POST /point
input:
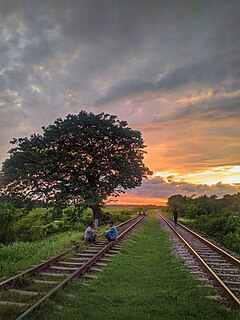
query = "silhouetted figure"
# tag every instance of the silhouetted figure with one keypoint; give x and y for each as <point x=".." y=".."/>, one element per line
<point x="112" y="233"/>
<point x="89" y="234"/>
<point x="175" y="215"/>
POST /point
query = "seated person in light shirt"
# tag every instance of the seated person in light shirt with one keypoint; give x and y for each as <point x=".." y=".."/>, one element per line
<point x="89" y="234"/>
<point x="112" y="233"/>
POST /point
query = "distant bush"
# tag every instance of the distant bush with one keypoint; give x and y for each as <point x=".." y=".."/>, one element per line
<point x="7" y="219"/>
<point x="28" y="229"/>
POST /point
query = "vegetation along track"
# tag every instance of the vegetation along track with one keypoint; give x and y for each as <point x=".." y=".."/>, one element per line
<point x="221" y="267"/>
<point x="29" y="289"/>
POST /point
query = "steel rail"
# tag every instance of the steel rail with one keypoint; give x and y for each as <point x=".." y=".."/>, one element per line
<point x="232" y="298"/>
<point x="81" y="269"/>
<point x="54" y="259"/>
<point x="209" y="243"/>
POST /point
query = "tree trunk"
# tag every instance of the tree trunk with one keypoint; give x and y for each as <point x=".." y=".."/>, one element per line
<point x="97" y="211"/>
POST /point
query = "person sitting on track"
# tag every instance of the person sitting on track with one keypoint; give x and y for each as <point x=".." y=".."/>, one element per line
<point x="112" y="233"/>
<point x="89" y="234"/>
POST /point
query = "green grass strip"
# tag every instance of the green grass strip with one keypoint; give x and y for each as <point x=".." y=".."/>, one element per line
<point x="143" y="282"/>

- - -

Pick out each line of the listing above that contains the word "strip" and copy those lines.

Exercise result
query = "green grass strip"
# tag every instance of the green grass strip with one keypoint; give x and y for each as <point x=".." y=".."/>, one element per line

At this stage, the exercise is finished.